[Begin]

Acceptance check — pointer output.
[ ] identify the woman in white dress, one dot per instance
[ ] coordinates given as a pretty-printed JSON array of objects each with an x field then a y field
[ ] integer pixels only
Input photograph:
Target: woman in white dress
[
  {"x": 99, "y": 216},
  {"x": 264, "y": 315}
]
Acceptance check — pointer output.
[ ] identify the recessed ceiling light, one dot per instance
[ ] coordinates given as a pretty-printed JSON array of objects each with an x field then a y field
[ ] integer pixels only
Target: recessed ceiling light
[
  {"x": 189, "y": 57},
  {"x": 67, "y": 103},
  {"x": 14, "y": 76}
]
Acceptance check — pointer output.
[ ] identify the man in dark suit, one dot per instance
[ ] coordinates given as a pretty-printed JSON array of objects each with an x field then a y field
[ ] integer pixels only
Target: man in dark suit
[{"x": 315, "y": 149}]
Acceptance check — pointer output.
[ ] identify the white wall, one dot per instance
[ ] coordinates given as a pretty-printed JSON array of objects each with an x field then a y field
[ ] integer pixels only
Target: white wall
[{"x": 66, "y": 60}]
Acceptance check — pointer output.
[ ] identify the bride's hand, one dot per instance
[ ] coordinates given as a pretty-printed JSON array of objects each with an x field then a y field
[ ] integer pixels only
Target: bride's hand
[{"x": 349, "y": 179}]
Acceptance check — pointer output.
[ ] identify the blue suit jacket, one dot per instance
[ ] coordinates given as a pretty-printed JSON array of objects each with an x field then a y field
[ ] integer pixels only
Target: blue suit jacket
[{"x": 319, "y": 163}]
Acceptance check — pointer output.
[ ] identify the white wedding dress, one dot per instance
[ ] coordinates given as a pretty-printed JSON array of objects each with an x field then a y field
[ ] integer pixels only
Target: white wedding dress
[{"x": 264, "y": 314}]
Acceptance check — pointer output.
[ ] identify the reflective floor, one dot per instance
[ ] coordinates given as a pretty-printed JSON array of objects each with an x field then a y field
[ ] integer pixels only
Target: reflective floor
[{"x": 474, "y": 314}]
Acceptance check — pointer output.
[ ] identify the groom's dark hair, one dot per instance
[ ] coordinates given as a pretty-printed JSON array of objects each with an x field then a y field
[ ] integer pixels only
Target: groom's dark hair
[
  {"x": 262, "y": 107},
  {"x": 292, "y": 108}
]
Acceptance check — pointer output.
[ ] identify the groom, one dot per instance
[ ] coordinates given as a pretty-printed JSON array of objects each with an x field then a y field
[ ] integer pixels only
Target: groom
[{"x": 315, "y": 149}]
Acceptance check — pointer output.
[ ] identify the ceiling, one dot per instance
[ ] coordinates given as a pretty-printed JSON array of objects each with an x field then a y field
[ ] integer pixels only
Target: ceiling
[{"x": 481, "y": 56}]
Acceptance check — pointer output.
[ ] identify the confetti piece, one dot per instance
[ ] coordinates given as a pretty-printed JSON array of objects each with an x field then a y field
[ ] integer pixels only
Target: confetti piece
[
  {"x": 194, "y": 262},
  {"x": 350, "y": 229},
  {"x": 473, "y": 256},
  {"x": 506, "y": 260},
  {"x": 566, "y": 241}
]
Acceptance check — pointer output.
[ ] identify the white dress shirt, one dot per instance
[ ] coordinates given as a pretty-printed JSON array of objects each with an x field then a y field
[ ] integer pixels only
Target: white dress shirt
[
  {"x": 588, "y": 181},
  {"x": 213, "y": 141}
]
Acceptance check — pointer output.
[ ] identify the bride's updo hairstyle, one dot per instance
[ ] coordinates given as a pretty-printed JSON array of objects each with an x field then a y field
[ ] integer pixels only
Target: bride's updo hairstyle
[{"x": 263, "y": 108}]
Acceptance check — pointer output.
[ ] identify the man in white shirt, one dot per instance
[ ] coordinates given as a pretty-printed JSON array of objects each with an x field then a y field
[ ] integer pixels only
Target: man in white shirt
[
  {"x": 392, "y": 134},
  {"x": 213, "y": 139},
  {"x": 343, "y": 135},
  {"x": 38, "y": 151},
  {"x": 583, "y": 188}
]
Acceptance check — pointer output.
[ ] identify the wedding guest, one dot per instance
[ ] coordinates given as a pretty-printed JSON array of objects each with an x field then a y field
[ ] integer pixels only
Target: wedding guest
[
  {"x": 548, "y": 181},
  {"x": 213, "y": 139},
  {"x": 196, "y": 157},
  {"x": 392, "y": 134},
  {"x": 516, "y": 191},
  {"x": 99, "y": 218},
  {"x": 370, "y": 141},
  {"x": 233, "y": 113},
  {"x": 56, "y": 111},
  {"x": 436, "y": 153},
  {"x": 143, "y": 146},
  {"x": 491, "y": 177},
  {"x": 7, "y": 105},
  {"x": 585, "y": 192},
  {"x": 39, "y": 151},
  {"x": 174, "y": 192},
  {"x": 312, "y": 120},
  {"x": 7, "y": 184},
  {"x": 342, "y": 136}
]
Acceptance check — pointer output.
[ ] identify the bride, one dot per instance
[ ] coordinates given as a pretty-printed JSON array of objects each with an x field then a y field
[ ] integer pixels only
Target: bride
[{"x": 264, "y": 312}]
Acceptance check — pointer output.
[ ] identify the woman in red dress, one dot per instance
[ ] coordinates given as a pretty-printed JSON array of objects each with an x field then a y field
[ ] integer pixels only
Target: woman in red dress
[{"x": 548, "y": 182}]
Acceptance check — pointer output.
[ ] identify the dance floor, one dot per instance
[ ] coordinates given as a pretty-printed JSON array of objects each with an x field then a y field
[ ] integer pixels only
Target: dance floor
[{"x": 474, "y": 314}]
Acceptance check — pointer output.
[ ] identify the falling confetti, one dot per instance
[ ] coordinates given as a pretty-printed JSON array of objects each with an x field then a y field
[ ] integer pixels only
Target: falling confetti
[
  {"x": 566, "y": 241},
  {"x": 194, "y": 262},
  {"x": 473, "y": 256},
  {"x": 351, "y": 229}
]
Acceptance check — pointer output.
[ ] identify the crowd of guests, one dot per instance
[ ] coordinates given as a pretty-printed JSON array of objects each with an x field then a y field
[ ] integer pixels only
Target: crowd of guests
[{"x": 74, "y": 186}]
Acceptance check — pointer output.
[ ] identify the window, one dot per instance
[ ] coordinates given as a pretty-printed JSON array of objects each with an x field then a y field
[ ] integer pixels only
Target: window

[End]

**Your goal:**
Pick out every line in the rows above that contains the word "piece", and copy each one unchanged.

**Finished answer:**
[ ] identify the confetti piece, one dot per instance
Target: confetti piece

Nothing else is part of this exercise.